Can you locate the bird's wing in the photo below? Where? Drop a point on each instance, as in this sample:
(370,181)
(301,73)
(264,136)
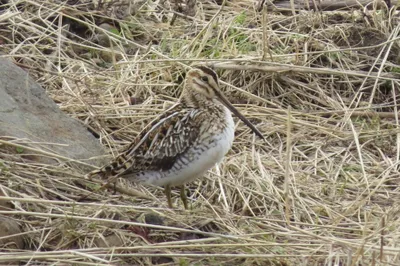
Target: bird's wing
(159,144)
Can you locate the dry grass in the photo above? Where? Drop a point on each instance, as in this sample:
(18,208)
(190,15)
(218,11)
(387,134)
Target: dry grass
(322,87)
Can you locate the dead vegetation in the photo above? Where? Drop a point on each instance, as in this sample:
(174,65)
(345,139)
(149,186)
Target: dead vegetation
(321,86)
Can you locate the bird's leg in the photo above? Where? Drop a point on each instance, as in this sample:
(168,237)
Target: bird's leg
(183,196)
(167,191)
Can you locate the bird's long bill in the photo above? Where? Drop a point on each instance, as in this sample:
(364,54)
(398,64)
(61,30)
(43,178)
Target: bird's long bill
(225,101)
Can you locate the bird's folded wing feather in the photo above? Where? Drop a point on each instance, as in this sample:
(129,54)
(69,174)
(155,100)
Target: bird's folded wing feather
(159,145)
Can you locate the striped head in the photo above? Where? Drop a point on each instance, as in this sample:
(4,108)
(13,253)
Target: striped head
(202,86)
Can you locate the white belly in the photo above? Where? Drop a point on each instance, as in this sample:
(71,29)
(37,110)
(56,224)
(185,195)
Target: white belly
(204,159)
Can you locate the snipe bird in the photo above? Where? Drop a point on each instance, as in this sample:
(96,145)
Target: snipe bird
(185,141)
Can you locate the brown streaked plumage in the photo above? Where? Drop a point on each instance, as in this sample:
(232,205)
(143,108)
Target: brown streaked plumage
(183,142)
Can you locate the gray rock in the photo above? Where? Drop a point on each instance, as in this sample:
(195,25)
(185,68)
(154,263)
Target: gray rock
(27,112)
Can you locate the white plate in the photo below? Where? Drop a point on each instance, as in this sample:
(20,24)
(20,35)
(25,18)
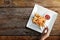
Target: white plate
(42,11)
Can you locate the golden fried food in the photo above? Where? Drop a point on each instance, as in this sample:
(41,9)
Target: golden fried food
(39,20)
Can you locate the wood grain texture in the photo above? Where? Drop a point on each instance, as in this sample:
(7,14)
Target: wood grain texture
(13,21)
(29,3)
(27,38)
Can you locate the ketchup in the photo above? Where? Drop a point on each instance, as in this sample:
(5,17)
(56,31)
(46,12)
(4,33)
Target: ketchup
(47,17)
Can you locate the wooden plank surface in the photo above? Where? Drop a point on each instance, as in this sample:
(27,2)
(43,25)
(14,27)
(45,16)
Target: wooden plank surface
(13,21)
(27,38)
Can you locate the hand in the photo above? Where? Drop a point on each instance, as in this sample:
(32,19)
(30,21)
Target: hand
(45,35)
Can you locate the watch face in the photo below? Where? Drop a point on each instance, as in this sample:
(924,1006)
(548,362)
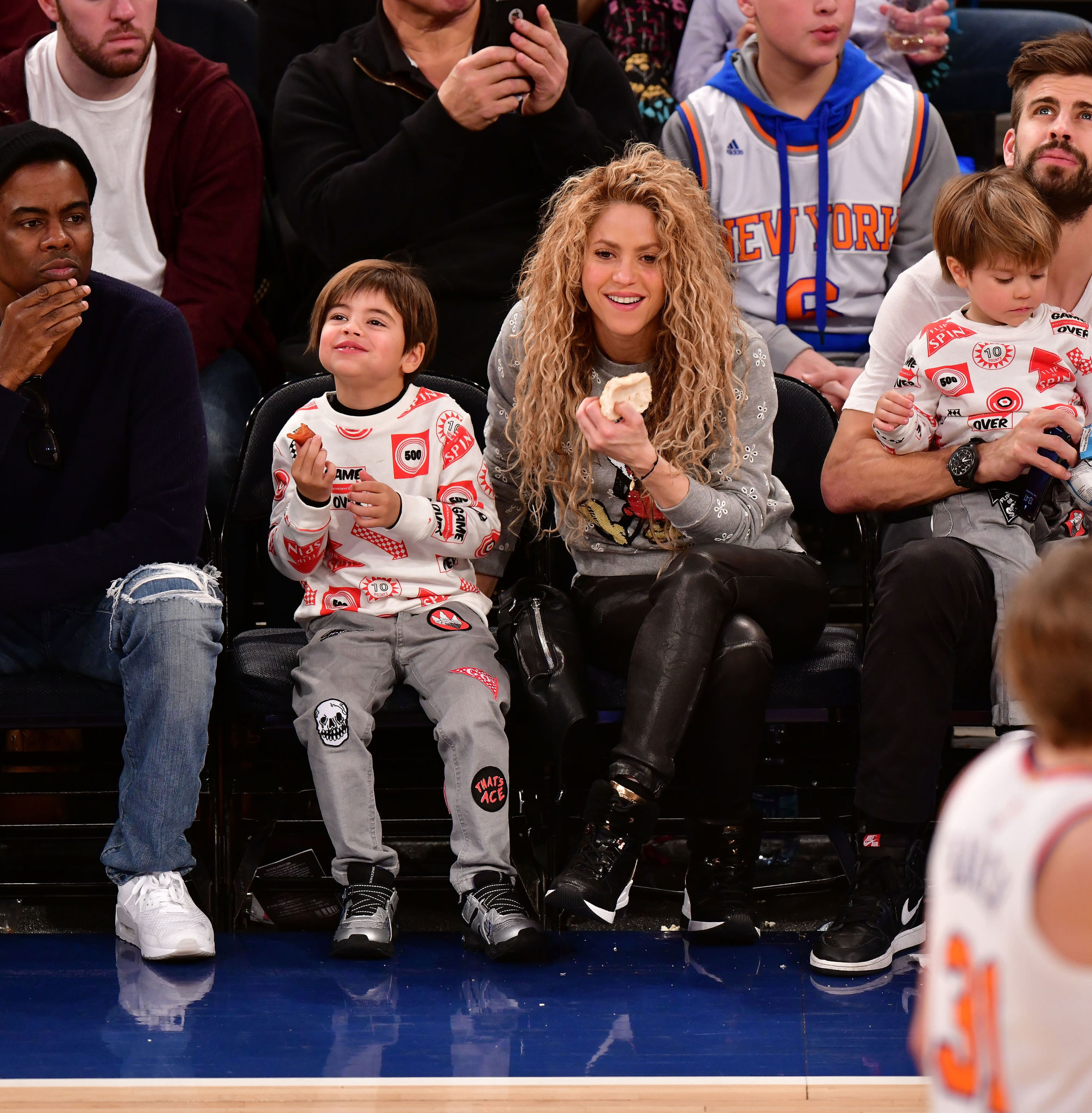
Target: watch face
(963,462)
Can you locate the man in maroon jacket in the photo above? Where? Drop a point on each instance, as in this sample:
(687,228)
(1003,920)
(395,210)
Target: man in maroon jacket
(178,157)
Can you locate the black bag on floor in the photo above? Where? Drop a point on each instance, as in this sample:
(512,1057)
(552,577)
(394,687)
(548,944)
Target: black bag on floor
(540,645)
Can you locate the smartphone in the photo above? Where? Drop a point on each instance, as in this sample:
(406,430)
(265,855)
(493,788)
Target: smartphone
(1037,482)
(504,14)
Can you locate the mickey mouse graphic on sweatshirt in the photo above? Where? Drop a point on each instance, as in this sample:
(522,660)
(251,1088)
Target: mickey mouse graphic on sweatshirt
(423,446)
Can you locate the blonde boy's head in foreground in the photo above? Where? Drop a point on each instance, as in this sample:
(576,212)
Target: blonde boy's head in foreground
(1048,648)
(995,239)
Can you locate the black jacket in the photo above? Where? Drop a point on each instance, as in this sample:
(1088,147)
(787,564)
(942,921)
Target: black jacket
(371,165)
(125,407)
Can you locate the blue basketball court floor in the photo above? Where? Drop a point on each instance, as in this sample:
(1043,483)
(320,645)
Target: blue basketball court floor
(642,1009)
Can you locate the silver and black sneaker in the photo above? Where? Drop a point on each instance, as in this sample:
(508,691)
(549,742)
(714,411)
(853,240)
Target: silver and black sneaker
(368,928)
(498,920)
(716,901)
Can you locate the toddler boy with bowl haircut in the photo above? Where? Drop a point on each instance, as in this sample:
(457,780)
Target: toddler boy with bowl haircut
(973,376)
(381,498)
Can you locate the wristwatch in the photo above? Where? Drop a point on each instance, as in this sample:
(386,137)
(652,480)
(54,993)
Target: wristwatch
(963,463)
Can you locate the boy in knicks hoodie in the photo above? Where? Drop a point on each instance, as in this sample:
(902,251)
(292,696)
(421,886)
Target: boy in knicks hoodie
(381,498)
(801,132)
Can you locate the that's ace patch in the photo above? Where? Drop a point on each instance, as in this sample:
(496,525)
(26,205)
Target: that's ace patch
(490,789)
(481,676)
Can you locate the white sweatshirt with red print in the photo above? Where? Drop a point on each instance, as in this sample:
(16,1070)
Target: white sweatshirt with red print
(971,380)
(422,446)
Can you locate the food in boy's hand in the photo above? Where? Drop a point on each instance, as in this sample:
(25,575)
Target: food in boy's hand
(636,390)
(301,435)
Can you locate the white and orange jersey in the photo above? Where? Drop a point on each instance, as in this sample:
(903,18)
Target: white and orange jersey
(873,158)
(970,380)
(423,446)
(1008,1020)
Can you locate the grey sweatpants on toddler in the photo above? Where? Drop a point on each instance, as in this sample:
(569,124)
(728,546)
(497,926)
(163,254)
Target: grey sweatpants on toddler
(347,671)
(1008,545)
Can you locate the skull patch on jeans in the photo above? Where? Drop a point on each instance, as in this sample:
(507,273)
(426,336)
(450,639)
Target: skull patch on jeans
(332,721)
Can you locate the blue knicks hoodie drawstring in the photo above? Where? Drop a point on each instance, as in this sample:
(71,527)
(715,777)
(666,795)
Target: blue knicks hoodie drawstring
(822,215)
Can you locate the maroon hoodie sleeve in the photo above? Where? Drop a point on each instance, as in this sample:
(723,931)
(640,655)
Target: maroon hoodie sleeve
(19,20)
(212,197)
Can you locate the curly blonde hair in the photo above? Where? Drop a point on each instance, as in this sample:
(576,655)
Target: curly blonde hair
(694,398)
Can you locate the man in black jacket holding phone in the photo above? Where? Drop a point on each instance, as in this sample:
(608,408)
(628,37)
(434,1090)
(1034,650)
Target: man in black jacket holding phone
(411,136)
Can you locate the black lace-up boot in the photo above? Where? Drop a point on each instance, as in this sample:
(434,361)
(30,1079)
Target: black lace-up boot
(716,902)
(597,880)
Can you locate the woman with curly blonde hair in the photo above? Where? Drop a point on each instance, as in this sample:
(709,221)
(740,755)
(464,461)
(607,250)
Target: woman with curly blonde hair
(688,581)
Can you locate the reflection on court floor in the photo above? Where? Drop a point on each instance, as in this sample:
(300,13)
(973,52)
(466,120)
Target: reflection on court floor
(607,1004)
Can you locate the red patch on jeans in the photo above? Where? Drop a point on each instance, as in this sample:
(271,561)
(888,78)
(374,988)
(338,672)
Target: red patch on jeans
(489,681)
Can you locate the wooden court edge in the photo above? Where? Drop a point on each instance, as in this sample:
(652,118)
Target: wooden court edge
(469,1096)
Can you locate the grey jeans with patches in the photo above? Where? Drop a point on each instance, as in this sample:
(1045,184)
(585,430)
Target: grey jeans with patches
(347,671)
(1011,548)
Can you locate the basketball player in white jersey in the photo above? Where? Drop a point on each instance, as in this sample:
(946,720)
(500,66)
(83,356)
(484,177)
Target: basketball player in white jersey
(919,658)
(1005,1018)
(801,133)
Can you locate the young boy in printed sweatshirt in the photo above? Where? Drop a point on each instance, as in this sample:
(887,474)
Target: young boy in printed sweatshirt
(381,498)
(975,374)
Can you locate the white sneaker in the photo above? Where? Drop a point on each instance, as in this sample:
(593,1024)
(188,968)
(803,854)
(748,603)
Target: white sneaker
(156,913)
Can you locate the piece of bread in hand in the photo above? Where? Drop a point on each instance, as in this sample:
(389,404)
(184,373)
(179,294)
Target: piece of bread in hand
(636,390)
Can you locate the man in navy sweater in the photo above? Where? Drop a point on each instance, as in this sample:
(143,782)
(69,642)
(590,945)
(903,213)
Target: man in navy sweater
(104,457)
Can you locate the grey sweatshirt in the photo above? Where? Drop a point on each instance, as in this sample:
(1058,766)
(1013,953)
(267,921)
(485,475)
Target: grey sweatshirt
(748,507)
(914,236)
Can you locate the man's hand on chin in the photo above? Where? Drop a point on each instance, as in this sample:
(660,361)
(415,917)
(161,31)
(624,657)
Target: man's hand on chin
(33,326)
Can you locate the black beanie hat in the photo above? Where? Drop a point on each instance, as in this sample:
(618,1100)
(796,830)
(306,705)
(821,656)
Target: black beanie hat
(23,144)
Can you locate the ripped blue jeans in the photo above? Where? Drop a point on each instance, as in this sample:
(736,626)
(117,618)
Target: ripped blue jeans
(157,634)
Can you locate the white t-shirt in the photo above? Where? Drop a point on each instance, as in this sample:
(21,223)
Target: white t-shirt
(114,134)
(918,296)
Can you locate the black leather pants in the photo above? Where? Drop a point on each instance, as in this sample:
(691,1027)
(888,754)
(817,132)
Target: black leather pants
(698,646)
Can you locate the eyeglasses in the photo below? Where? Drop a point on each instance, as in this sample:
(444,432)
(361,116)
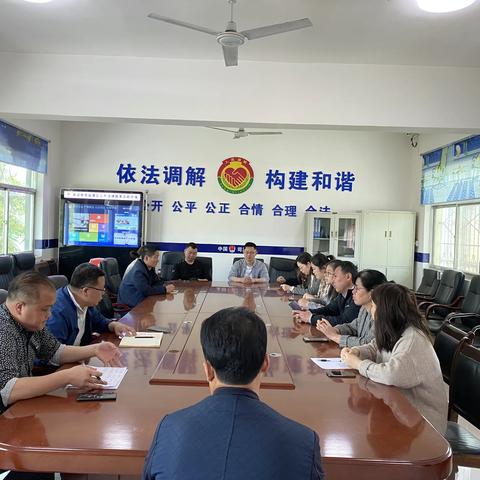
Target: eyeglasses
(356,289)
(103,290)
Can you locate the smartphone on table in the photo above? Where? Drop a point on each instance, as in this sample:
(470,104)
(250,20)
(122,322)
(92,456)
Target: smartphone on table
(341,373)
(97,396)
(314,338)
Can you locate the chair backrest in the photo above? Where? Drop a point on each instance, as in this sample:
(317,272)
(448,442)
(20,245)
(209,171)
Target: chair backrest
(429,283)
(113,279)
(169,260)
(3,295)
(207,265)
(471,302)
(23,262)
(465,383)
(105,307)
(236,259)
(59,281)
(285,267)
(446,343)
(450,285)
(6,271)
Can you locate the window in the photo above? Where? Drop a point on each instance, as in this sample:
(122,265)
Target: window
(456,237)
(17,200)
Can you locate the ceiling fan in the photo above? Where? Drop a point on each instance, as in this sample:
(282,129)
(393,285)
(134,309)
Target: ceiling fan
(241,132)
(230,39)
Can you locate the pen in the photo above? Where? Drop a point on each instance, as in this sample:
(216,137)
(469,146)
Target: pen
(94,376)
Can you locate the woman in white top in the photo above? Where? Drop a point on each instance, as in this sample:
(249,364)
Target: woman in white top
(323,268)
(307,281)
(402,353)
(360,331)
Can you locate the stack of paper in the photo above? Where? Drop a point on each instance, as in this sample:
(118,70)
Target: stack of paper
(112,375)
(330,363)
(143,339)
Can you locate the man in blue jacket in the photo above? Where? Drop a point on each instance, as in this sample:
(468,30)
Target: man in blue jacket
(342,309)
(232,434)
(141,280)
(74,316)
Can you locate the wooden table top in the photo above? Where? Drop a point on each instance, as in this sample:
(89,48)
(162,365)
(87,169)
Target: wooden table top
(365,428)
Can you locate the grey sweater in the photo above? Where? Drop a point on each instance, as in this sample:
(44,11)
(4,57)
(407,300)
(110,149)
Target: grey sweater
(312,286)
(358,332)
(413,367)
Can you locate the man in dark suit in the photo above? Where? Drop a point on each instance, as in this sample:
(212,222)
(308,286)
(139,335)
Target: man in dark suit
(232,434)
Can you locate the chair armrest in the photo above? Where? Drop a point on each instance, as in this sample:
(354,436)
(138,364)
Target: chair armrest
(425,304)
(120,308)
(433,306)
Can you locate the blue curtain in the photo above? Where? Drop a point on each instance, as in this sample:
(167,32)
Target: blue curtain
(22,149)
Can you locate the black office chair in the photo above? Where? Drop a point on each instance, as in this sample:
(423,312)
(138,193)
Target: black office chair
(446,344)
(447,293)
(464,398)
(6,271)
(285,267)
(467,313)
(169,260)
(113,279)
(23,262)
(3,295)
(429,284)
(206,263)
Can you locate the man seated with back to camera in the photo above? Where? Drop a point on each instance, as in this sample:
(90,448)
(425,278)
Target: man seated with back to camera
(23,337)
(248,269)
(232,434)
(342,308)
(190,268)
(74,317)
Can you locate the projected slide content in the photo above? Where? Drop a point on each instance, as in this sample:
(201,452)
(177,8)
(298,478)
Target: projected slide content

* _Work to be completed_
Reproduce the listing word for word, starting at the line that contains "Can you locate the woman in" and ending at the last line of the listing, with both of those lines included.

* _Solution for this problem_
Can you locate the woman in white top in the photo above? Where? Drop a point on each instance, as in this sample:
(249,364)
Target: woman in white top
(323,268)
(307,281)
(402,353)
(360,331)
Can you locate the stack of paper in the photo above? Where? Drop a point on each instance, as in this sample:
(118,70)
Target: stack of paper
(112,375)
(330,363)
(143,339)
Can you locate the man in blue jacket in the photo above? Where? Drop a point on each instance, as in this sample:
(468,30)
Target: man in blue jacket
(342,309)
(232,434)
(141,280)
(74,316)
Can you locate the wooden table top in the photo above? Where? Drop a point on each instance, as in this sample:
(89,48)
(162,365)
(87,169)
Target: wooden table top
(365,428)
Can you locate the grey sweater in the photo above? Where? Drop a point on each instance, as in this sample:
(44,11)
(4,57)
(407,300)
(110,149)
Target: grey sweater
(312,286)
(358,332)
(413,367)
Can you locate the man in dark suit in the photo above? Where? Drop a point on each instance, as in this sample:
(212,222)
(308,286)
(139,335)
Target: man in dark suit
(232,434)
Can you locate the chair armrest in the photo above? Where? Drop a point on each instance, as in this sample:
(354,436)
(138,364)
Target: chair armrest
(425,304)
(120,308)
(433,306)
Can you locate the blue curtain in the photo above? Where? Drop a point on each instance, as in this sample:
(167,32)
Target: blue curtain
(22,149)
Can you locate the black office chair in the photo above? Where? Drop a point on each instance, as in this sample:
(423,312)
(138,193)
Target: black office chair
(446,344)
(447,293)
(464,398)
(6,271)
(285,267)
(467,313)
(169,260)
(113,279)
(23,262)
(3,295)
(429,284)
(206,263)
Can you locate the man seated with back to camera in the photo above? Where? Drop a point on each instance, as in this sample:
(90,448)
(425,278)
Target: man seated with back to camera
(23,337)
(248,269)
(232,434)
(342,308)
(190,268)
(74,317)
Can you locate the projected slide content in the photo above? Where? Drop a point on each instance, as in this sample:
(201,452)
(177,8)
(298,478)
Target: projected slide content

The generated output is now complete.